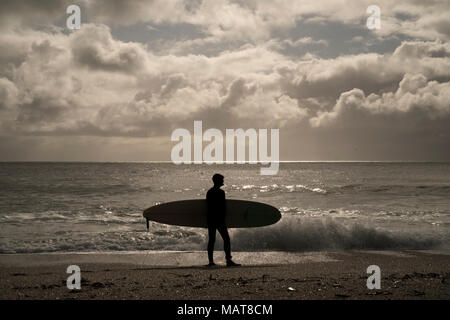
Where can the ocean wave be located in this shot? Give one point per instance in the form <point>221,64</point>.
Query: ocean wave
<point>300,234</point>
<point>292,233</point>
<point>278,188</point>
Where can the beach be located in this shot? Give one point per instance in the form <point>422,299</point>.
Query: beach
<point>264,275</point>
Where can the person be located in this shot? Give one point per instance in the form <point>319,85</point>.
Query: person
<point>216,213</point>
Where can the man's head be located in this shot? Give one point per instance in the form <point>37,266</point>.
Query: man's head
<point>218,180</point>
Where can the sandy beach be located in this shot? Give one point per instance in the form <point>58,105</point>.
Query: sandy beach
<point>264,275</point>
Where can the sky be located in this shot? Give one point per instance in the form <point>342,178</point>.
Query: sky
<point>116,89</point>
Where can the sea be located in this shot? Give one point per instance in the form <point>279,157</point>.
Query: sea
<point>91,207</point>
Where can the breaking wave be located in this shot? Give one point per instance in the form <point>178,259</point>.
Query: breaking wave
<point>300,234</point>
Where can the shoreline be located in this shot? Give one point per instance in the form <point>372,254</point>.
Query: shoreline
<point>264,275</point>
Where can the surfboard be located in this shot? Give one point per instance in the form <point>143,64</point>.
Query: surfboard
<point>192,213</point>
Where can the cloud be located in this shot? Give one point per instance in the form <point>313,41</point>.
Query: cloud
<point>415,97</point>
<point>89,83</point>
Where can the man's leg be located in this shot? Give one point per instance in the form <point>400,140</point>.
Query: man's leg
<point>211,241</point>
<point>226,241</point>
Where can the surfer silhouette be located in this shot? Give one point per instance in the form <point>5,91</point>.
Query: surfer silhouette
<point>215,199</point>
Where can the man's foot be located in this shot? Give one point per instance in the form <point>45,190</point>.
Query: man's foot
<point>230,263</point>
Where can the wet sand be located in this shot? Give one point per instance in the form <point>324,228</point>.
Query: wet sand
<point>268,275</point>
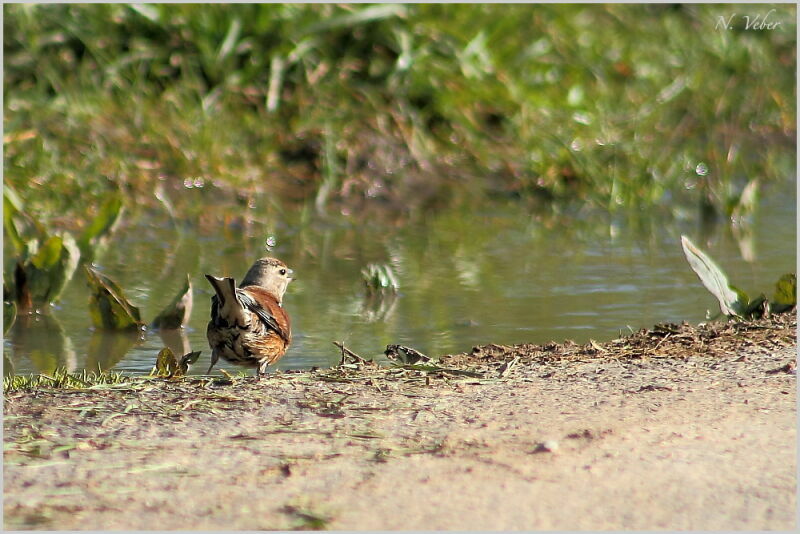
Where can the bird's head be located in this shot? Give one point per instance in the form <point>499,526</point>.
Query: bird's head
<point>271,274</point>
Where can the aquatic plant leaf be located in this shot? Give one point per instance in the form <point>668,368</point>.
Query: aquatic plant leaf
<point>48,254</point>
<point>166,364</point>
<point>102,225</point>
<point>188,360</point>
<point>50,267</point>
<point>108,306</point>
<point>785,296</point>
<point>176,314</point>
<point>379,278</point>
<point>9,315</point>
<point>731,301</point>
<point>11,206</point>
<point>757,308</point>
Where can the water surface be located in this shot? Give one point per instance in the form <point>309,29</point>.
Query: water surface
<point>500,274</point>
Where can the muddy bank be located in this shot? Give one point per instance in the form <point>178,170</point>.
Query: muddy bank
<point>679,427</point>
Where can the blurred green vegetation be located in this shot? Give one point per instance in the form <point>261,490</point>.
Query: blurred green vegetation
<point>399,109</point>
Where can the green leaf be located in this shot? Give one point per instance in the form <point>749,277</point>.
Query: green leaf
<point>11,206</point>
<point>187,360</point>
<point>102,225</point>
<point>63,271</point>
<point>108,306</point>
<point>732,302</point>
<point>757,308</point>
<point>48,254</point>
<point>9,315</point>
<point>785,297</point>
<point>166,364</point>
<point>50,268</point>
<point>176,314</point>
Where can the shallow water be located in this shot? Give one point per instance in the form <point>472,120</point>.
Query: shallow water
<point>500,275</point>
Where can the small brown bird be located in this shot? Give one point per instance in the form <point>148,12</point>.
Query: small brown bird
<point>248,324</point>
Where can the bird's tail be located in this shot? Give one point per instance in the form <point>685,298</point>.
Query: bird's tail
<point>229,309</point>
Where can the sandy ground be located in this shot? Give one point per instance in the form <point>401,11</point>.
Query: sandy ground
<point>677,428</point>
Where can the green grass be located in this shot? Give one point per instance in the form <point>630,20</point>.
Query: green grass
<point>405,107</point>
<point>62,379</point>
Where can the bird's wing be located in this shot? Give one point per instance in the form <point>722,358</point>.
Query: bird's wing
<point>266,310</point>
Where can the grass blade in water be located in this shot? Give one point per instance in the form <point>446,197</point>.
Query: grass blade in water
<point>712,277</point>
<point>108,307</point>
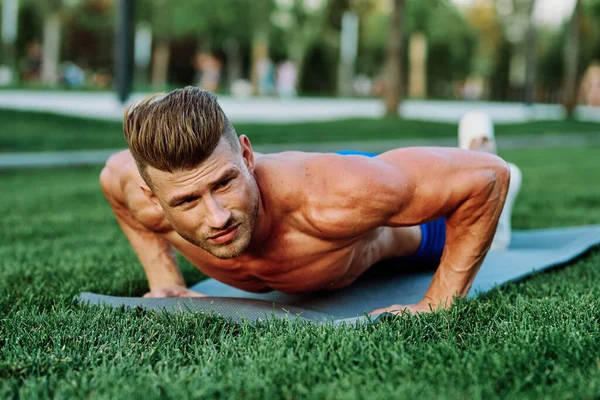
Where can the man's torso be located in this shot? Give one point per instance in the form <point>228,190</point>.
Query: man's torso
<point>296,257</point>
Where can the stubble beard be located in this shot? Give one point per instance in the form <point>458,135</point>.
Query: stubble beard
<point>239,244</point>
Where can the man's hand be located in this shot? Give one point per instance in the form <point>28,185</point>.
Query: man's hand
<point>173,291</point>
<point>397,309</point>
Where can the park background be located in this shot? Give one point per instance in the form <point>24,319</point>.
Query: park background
<point>369,75</point>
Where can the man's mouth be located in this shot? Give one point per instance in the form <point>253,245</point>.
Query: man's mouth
<point>225,236</point>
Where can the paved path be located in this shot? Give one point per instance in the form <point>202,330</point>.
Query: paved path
<point>104,105</point>
<point>98,157</point>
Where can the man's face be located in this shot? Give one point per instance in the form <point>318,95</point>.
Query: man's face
<point>213,205</point>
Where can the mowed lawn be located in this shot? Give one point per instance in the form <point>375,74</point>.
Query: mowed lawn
<point>536,339</point>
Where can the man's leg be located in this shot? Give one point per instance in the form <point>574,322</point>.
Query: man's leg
<point>476,132</point>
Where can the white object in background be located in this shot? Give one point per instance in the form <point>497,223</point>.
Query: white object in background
<point>475,124</point>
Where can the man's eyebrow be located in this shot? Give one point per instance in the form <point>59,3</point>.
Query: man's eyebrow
<point>229,173</point>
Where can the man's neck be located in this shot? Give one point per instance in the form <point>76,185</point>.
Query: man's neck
<point>262,227</point>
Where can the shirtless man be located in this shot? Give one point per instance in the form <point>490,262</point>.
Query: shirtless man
<point>293,222</point>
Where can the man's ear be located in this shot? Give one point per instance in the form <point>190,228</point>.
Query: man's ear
<point>150,195</point>
<point>247,152</point>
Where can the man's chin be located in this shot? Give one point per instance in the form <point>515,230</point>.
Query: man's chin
<point>225,252</point>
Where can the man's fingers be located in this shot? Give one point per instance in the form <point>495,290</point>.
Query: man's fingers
<point>393,309</point>
<point>161,293</point>
<point>191,293</point>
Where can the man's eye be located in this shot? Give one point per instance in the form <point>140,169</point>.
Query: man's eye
<point>223,183</point>
<point>188,200</point>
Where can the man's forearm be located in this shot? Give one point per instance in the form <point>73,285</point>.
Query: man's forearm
<point>155,254</point>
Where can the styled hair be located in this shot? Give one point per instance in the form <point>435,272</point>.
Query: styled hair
<point>177,130</point>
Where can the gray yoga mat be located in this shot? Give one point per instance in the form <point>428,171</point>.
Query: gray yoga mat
<point>387,283</point>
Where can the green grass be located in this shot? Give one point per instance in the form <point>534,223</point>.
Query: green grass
<point>31,131</point>
<point>536,339</point>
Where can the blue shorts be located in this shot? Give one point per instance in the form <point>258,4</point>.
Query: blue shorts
<point>433,233</point>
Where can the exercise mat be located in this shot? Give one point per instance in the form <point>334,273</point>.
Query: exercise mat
<point>389,282</point>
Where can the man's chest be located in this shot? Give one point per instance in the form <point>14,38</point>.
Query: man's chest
<point>289,262</point>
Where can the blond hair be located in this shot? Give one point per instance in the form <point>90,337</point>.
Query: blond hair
<point>176,131</point>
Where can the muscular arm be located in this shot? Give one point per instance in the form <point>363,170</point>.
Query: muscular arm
<point>155,253</point>
<point>411,186</point>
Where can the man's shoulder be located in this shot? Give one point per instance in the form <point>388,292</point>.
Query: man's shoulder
<point>320,190</point>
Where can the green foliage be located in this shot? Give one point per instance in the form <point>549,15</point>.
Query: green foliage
<point>536,339</point>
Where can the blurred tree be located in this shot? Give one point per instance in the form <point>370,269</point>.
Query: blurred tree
<point>296,26</point>
<point>394,80</point>
<point>51,12</point>
<point>482,16</point>
<point>451,42</point>
<point>159,14</point>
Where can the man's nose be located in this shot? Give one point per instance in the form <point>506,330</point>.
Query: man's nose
<point>217,215</point>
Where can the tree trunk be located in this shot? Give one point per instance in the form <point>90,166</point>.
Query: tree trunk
<point>393,90</point>
<point>160,64</point>
<point>530,58</point>
<point>417,73</point>
<point>51,49</point>
<point>571,62</point>
<point>234,61</point>
<point>260,44</point>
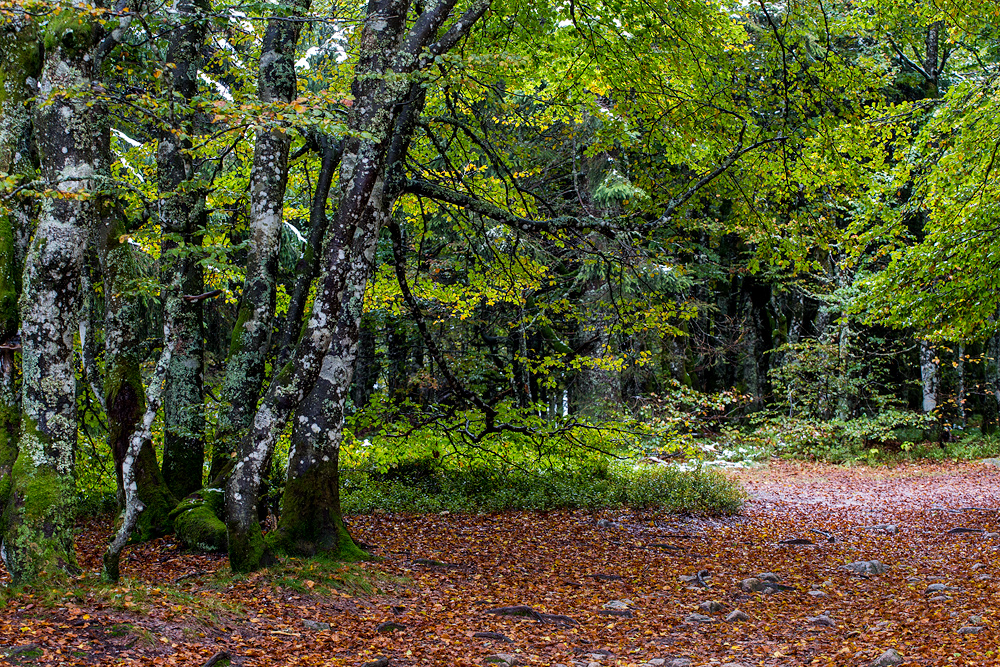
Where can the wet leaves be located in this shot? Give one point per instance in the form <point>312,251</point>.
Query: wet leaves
<point>921,590</point>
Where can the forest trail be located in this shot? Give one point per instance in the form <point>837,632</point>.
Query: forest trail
<point>606,586</point>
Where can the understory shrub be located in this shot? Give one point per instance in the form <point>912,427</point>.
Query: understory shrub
<point>480,488</point>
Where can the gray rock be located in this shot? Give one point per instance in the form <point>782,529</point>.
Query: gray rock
<point>699,618</point>
<point>888,659</point>
<point>318,626</point>
<point>752,585</point>
<point>867,567</point>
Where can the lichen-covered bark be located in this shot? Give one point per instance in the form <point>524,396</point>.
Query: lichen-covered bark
<point>72,143</point>
<point>308,265</point>
<point>251,337</point>
<point>182,215</point>
<point>20,62</point>
<point>125,394</point>
<point>310,507</point>
<point>138,440</point>
<point>383,88</point>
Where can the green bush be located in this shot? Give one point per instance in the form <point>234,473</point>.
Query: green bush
<point>484,488</point>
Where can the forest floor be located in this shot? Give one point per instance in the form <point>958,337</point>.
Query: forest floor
<point>600,588</point>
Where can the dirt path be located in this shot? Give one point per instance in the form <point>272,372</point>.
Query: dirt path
<point>445,572</point>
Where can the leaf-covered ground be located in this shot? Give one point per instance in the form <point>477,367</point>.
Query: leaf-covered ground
<point>606,586</point>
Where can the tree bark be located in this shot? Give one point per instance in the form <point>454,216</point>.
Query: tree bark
<point>928,376</point>
<point>182,215</point>
<point>382,89</point>
<point>71,135</point>
<point>251,339</point>
<point>20,60</point>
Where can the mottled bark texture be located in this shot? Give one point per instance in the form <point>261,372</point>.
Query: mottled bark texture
<point>139,440</point>
<point>308,265</point>
<point>72,143</point>
<point>385,82</point>
<point>251,337</point>
<point>182,216</point>
<point>20,64</point>
<point>125,395</point>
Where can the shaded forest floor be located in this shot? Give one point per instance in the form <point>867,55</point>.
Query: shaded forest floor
<point>606,586</point>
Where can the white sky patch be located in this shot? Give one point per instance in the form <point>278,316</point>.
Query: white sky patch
<point>225,45</point>
<point>127,139</point>
<point>219,88</point>
<point>295,231</point>
<point>128,165</point>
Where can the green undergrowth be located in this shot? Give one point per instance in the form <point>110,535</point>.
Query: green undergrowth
<point>426,485</point>
<point>884,439</point>
<point>325,577</point>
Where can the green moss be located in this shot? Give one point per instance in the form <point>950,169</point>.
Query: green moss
<point>236,342</point>
<point>247,551</point>
<point>70,31</point>
<point>198,528</point>
<point>38,523</point>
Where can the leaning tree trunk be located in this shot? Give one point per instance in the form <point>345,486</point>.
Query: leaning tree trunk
<point>125,395</point>
<point>19,62</point>
<point>182,215</point>
<point>251,337</point>
<point>382,88</point>
<point>928,376</point>
<point>72,141</point>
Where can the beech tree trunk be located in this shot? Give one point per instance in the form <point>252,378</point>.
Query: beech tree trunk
<point>125,395</point>
<point>383,88</point>
<point>928,376</point>
<point>251,339</point>
<point>182,215</point>
<point>20,60</point>
<point>72,143</point>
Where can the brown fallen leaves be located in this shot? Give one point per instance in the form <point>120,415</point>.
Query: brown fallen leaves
<point>446,572</point>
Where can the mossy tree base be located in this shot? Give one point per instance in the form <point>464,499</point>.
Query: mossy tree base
<point>311,522</point>
<point>38,523</point>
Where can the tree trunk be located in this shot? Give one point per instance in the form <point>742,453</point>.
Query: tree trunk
<point>383,88</point>
<point>928,376</point>
<point>182,215</point>
<point>20,60</point>
<point>125,395</point>
<point>251,338</point>
<point>72,141</point>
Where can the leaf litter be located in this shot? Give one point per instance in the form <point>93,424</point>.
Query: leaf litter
<point>671,582</point>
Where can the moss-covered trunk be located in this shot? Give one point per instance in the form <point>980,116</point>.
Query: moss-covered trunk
<point>182,216</point>
<point>387,100</point>
<point>20,62</point>
<point>125,395</point>
<point>71,134</point>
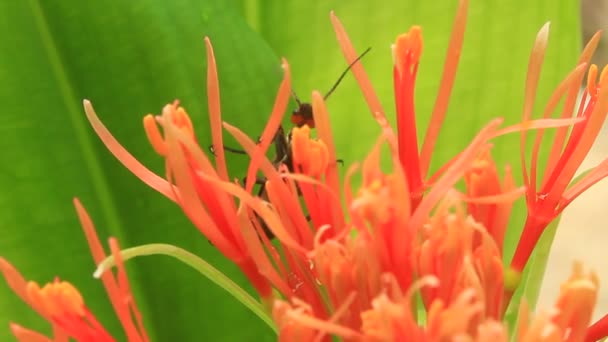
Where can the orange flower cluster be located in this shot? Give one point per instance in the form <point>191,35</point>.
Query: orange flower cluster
<point>351,262</point>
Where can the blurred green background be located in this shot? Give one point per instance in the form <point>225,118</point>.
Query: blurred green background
<point>132,57</point>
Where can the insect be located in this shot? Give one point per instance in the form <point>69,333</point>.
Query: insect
<point>302,115</point>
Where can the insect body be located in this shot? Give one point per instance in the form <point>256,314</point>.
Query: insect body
<point>302,115</point>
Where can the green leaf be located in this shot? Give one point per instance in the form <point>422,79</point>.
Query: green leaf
<point>129,58</point>
<point>200,265</point>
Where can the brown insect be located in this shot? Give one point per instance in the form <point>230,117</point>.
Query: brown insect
<point>301,116</point>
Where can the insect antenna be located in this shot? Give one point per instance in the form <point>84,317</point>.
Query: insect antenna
<point>343,74</point>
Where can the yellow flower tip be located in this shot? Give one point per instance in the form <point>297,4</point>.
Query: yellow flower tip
<point>154,136</point>
<point>58,298</point>
<point>23,334</point>
<point>177,116</point>
<point>407,50</point>
<point>311,155</point>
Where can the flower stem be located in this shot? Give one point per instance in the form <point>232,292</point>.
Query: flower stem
<point>198,264</point>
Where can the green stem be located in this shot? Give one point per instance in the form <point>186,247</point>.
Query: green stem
<point>198,264</point>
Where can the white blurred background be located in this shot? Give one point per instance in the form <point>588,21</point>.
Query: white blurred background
<point>583,231</point>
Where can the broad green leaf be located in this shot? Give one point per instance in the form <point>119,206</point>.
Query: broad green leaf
<point>490,80</point>
<point>129,58</point>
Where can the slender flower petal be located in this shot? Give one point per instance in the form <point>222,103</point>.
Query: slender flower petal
<point>62,305</point>
<point>547,201</point>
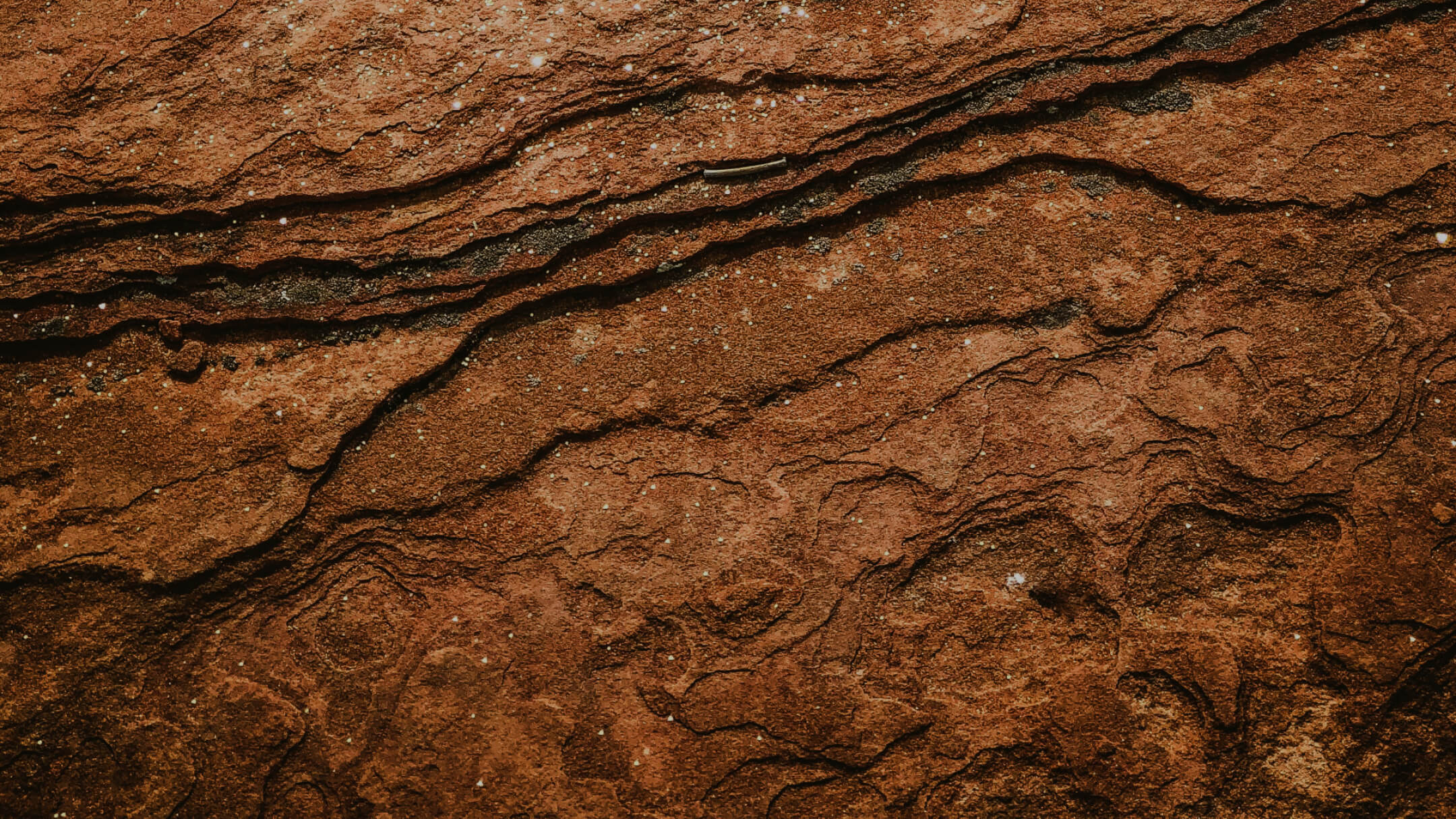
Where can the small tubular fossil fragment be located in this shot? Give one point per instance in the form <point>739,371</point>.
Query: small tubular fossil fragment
<point>744,169</point>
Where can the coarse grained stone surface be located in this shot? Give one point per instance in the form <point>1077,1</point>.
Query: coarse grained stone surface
<point>396,423</point>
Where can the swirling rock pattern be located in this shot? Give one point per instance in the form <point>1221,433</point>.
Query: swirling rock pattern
<point>396,421</point>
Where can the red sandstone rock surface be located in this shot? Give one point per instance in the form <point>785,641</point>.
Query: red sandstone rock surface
<point>396,423</point>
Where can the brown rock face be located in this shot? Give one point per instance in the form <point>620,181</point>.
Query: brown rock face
<point>398,423</point>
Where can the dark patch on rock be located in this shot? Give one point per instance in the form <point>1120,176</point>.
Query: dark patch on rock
<point>50,327</point>
<point>1148,101</point>
<point>549,241</point>
<point>1094,184</point>
<point>887,181</point>
<point>188,361</point>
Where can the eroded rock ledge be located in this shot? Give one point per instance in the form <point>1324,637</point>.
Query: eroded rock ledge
<point>396,423</point>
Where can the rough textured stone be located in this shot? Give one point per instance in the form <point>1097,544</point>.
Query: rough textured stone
<point>396,423</point>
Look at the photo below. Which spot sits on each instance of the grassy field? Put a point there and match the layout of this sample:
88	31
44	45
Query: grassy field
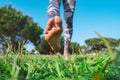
53	67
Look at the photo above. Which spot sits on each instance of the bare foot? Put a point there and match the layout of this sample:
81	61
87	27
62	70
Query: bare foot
53	32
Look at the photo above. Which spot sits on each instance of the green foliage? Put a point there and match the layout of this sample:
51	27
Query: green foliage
37	67
98	44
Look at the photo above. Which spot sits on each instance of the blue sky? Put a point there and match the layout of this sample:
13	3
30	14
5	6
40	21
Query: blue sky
102	16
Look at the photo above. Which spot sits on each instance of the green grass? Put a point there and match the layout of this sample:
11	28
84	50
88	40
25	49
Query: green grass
51	67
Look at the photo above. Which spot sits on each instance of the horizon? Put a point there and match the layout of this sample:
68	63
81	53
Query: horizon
102	16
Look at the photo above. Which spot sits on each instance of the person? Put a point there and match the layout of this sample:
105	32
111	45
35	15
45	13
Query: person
54	28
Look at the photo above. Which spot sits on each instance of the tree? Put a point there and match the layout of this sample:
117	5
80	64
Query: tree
14	27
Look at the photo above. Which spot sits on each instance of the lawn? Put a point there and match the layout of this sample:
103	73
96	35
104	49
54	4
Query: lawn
53	67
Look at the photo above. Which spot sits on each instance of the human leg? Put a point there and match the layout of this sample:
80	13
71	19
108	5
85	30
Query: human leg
54	27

**GIVEN PROBLEM**
Reproduce the rows above without any change, beginning with the line containing "Where can the blurred green background" and ending with the line containing "<point>311,155</point>", both lines included.

**FULL OUTPUT**
Where can the blurred green background be located in this shot? Give one point per instance in the form <point>225,118</point>.
Query: blurred green background
<point>132,57</point>
Where can the insect be located in this shot? Give one point per instance in the form <point>69,333</point>.
Query: insect
<point>302,115</point>
Where can the insect body be located in this shot? Give one point per instance in the form <point>256,314</point>.
Query: insect body
<point>302,115</point>
Where can the green leaf be located in this shot? Give one point per instance in the form <point>422,79</point>.
Query: green leaf
<point>129,58</point>
<point>200,265</point>
Where can the brown insect be located in this shot? Give one point per instance in the form <point>230,117</point>.
Query: brown insect
<point>301,116</point>
Where can the insect antenna be located in this shot? Give one point per instance in the form <point>84,317</point>.
Query: insect antenna
<point>343,74</point>
Where can the yellow flower tip be located in this shot? Give one point per instance in the form <point>297,4</point>.
Query: yellow flower tip
<point>154,136</point>
<point>58,298</point>
<point>23,334</point>
<point>177,116</point>
<point>407,50</point>
<point>311,155</point>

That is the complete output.